**Instructions for the task:** Continue the notes on the Earth's heat zones and longitudes from the point where they stop.

**Extracted text:**
..............................
Latitudinal Heat zones of the Earth

• The mid-day sun is exactly overhead at least once a year on all latitudes in between the Tropic of Cancer and the Tropic of Capricorn. This area, therefore, receives the maximum heat and is called the Torrid Zone.
• The mid-day sun never shines overhead on any latitude beyond the Tropic of Cancer and the Tropic of Capricorn. The angle of the sun’s rays goes on decreasing towards the poles. As such, the areas bounded by the Tropic of Cancer and the Arctic circle in the northern hemisphere, and the Tropic of Capricorn and the Antarctic circle in the southern hemisphere, have moderate temperatures. These are, therefore, called Temperate Zone.
• Areas lying between the Arctic circle and the north pole in the northern hemisphere and the Antarctic circle and the south pole in the southern hemisphere are very cold. It is because here the sun does not raise much above the horizon. Therefore, its rays are always slanting. These are, therefore, called Frigid Zone.

Longitudes:

• Longitude is the angle east or west of a reference meridian between the two geographical poles to another meridian that passes through an arbitrary point.
• All meridians are halves of great circles, and are not parallel to each other.
• They converge only at the north and south poles. A line passing to the rear of the Royal Observatory, Greenwich (near London in the UK) has been chosen as the international zero-longitude reference line and is known as the Prime Meridian.
..............................
**Source material:**
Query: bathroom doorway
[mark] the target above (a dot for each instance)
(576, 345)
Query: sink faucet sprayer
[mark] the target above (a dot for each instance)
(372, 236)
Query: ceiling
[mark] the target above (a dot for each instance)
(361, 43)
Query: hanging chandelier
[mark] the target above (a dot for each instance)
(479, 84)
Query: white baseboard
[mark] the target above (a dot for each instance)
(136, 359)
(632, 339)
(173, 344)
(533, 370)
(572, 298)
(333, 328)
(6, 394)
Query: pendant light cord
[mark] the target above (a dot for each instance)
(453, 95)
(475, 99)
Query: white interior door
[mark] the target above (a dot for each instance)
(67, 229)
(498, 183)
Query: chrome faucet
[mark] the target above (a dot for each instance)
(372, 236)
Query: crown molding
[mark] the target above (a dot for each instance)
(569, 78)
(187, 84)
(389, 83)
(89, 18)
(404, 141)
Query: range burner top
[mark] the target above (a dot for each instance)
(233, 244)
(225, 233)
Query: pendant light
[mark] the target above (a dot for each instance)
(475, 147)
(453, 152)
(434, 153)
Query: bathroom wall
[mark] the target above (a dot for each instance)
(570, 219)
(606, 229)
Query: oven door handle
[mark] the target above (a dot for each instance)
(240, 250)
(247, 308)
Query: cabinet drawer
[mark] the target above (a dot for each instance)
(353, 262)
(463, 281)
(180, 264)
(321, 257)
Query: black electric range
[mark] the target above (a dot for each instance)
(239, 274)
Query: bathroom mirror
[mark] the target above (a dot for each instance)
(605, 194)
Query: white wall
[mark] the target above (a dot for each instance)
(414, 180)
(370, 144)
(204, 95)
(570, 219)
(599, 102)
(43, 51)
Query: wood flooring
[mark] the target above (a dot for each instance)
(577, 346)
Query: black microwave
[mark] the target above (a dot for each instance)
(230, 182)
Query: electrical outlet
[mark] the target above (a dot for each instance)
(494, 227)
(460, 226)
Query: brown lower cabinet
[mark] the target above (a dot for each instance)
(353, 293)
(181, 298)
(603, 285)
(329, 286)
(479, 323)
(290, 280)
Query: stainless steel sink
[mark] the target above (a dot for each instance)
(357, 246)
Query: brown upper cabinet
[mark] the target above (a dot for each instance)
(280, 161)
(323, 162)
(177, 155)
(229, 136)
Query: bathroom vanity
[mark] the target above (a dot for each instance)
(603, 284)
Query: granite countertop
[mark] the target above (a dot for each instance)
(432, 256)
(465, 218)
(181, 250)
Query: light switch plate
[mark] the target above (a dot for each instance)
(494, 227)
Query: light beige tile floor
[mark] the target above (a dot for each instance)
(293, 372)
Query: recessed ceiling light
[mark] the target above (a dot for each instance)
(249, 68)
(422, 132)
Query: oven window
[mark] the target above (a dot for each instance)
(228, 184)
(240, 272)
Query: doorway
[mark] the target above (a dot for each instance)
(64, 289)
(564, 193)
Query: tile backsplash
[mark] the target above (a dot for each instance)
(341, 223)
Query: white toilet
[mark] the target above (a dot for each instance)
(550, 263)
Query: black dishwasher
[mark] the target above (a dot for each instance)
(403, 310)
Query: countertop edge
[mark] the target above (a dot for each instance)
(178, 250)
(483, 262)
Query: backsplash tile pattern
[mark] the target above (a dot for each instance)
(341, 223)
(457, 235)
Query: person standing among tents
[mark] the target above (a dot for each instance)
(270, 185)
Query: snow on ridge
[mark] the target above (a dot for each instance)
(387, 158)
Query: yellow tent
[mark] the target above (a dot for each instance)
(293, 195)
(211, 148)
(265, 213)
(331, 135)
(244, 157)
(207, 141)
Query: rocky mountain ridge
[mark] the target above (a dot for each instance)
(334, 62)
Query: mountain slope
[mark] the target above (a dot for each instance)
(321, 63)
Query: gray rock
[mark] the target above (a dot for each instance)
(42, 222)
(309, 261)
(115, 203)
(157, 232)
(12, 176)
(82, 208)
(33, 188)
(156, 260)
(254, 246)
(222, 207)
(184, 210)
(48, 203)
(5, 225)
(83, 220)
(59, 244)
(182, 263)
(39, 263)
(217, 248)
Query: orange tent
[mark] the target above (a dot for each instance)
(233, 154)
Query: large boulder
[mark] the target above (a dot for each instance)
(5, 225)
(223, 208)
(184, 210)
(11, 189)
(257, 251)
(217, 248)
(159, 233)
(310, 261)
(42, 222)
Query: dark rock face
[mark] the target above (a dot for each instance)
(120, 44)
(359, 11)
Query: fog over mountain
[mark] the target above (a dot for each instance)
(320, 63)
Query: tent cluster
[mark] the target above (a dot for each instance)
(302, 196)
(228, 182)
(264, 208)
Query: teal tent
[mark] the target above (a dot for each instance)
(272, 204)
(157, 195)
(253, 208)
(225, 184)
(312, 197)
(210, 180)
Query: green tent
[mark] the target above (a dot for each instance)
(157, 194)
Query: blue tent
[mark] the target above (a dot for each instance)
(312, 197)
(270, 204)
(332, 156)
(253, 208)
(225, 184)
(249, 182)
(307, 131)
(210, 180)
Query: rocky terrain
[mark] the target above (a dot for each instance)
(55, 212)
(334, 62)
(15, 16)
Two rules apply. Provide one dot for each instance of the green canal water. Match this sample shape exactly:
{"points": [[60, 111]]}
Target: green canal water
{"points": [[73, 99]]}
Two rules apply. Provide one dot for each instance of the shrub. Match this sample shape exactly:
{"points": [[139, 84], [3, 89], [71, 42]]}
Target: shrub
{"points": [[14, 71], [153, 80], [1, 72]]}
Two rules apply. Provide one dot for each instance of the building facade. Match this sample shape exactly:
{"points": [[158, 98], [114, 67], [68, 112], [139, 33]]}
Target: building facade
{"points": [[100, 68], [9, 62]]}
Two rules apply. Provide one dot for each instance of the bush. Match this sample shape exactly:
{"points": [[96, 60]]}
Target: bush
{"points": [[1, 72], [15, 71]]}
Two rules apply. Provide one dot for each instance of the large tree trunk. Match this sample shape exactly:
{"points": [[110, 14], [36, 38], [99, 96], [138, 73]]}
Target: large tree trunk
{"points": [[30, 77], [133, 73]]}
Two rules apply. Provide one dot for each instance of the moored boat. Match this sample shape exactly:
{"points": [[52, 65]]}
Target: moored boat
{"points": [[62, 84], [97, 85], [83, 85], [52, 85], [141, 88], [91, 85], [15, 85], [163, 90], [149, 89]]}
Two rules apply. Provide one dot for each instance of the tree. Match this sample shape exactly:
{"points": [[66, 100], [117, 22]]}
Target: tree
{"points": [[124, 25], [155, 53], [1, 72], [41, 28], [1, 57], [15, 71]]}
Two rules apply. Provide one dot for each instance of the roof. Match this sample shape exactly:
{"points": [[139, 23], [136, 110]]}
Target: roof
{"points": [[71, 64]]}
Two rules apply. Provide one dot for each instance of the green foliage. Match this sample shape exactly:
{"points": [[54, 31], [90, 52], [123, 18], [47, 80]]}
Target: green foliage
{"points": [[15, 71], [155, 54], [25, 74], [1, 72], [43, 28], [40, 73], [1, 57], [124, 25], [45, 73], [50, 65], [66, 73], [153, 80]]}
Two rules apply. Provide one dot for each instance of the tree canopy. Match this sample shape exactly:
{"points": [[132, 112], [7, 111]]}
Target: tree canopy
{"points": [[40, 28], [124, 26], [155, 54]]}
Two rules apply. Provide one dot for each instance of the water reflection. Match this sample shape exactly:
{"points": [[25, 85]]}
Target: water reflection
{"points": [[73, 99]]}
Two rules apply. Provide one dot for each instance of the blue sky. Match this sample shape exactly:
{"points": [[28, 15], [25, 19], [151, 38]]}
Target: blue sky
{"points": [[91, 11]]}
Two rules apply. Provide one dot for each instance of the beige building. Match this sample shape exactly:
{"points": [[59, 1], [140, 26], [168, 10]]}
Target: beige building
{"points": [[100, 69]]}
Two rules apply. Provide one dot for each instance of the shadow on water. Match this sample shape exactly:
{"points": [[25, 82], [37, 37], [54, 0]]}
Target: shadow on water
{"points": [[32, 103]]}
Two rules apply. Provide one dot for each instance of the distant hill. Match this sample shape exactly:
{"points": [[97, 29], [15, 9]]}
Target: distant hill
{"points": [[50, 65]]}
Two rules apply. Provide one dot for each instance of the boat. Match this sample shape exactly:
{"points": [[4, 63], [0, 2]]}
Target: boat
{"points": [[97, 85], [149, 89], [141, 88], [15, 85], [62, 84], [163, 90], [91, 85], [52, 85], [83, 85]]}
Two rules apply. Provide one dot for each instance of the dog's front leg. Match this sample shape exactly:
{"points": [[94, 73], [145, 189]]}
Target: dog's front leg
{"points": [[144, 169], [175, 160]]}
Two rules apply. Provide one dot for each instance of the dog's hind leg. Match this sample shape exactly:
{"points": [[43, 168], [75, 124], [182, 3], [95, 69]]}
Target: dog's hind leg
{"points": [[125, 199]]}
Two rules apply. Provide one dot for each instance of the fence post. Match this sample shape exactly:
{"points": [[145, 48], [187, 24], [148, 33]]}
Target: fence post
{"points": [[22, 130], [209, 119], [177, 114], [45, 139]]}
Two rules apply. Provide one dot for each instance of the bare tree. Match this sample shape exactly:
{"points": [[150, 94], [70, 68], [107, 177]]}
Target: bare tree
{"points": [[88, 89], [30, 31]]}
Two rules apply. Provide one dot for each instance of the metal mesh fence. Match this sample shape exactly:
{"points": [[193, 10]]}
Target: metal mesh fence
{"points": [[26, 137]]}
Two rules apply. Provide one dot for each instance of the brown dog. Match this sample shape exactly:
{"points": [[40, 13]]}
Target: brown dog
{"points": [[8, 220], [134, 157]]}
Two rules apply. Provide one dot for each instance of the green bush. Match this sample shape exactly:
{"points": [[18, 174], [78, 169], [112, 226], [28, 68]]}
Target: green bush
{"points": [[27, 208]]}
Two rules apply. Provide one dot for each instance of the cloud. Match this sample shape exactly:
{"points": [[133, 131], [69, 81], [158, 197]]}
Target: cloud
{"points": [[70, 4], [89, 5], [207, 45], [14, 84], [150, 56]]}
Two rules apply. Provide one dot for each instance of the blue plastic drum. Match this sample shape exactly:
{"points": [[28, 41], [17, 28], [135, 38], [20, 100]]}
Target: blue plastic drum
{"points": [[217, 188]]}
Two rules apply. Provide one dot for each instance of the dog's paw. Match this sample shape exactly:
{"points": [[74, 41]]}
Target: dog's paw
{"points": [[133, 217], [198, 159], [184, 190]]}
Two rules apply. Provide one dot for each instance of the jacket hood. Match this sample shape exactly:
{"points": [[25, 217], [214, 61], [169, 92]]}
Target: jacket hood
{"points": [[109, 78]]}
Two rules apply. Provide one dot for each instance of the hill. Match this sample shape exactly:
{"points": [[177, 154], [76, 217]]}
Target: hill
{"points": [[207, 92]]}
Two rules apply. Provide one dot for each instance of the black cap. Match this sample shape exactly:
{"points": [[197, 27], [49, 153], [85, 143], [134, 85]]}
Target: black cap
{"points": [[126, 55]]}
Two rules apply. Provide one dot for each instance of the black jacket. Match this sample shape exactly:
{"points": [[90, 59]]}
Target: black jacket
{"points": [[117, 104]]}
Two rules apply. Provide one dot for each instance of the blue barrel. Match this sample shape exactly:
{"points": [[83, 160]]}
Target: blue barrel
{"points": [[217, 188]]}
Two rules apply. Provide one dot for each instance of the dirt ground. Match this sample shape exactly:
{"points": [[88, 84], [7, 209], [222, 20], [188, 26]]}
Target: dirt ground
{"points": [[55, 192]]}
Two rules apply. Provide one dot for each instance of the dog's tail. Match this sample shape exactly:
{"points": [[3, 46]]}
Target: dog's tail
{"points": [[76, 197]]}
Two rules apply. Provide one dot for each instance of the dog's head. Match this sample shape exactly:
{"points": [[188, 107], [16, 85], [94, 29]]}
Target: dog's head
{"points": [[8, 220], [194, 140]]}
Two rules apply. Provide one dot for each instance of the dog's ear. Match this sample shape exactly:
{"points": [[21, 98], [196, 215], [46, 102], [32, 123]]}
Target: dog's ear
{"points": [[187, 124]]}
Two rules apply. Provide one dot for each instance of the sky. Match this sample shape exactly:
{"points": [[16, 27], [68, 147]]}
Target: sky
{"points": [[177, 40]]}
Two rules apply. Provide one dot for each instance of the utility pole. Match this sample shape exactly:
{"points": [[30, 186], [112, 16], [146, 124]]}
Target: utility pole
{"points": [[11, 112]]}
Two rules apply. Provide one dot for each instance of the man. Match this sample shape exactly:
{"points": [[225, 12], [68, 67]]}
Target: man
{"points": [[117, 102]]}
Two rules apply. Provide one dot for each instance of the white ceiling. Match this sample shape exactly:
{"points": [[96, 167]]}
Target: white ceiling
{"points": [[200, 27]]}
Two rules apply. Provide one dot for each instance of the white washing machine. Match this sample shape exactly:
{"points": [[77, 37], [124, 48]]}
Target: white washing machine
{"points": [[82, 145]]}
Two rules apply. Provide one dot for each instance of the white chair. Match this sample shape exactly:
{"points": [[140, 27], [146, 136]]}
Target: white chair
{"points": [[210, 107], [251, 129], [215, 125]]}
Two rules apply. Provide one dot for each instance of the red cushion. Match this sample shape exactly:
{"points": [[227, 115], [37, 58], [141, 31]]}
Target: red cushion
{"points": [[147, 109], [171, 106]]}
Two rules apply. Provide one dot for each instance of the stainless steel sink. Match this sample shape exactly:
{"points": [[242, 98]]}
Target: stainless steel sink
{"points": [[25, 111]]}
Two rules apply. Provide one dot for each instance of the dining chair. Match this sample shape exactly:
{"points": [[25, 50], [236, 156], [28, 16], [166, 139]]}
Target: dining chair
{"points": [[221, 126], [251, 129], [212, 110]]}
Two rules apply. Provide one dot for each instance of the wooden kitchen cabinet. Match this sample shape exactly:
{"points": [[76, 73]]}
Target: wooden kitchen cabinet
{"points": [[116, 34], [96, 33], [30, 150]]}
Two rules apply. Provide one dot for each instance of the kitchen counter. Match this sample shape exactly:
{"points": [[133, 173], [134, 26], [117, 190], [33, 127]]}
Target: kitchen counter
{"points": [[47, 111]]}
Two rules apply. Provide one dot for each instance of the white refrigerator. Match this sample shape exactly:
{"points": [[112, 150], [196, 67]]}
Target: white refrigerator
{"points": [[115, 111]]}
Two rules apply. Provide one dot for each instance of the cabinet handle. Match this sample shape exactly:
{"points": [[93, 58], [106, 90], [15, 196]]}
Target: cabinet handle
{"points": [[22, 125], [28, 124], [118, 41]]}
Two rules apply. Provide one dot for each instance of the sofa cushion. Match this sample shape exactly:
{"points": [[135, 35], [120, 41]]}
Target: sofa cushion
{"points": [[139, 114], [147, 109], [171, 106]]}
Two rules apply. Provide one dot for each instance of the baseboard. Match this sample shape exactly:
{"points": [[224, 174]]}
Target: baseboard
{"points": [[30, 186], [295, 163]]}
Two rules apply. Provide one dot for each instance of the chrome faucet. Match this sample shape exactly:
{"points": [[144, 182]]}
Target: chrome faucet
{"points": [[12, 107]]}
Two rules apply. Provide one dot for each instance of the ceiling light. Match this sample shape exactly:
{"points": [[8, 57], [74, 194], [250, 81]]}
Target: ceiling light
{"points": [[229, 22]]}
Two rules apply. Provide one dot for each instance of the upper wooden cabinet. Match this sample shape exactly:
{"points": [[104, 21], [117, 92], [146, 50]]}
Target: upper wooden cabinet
..............................
**Answer space:**
• Places to the East are in the Eastern Hemisphere, and places to the West are in the Western Hemisphere.
• The antipodal meridian of Greenwich serves as both 180°W and 180°E. There are 360° of the meridians and the longitude of prime meridian is 0°.
• Length of all meridians is equal. The distance between two meridians is farthest at the equator and it decreases as we move towards poles and becomes zero at poles.
• They determine local time in relation to G.M.T. or Greenwich Mean Time, which is sometimes referred to as World Time.

Longitude and Time:

• Since the earth makes one complete revolution of 360° in one day or 24 hours, it passes through 15° in one hour or 1° in 4 minutes.
• The earth rotates from west to east, so every 15° we go eastwards, local time is advanced by 1 hour. Conversely, if we go westwards, local time is retarded by 1 hour.

International Date Line (IDL):

• The International Date Line (IDL) is an imaginary line on earth’s surface defining the boundary between one day and the next.
• The International Date Line is located halfway around the world from the prime meridian (0° longitude) or about 180° east (or west) of Greenwich, London, UK, the reference point of time zones. It is also known as the line of demarcation.
• A traveler going eastwards gains time from Greenwich until he reaches the meridian 180°E, when he will be 12 hours ahead of G.M.T.
• Similarly in going westwards, he loses 12 hours when he reaches 180°W. There is thus a total difference of 24 hours or a whole day between the two sides of the 180° meridian.

Circle of Illumination

• The circle of illumination is the circle that divides the day from night on the globe.
• Earth goes around the sun in an elliptical orbit. Note that throughout its orbit, the earth is inclined in the same direction.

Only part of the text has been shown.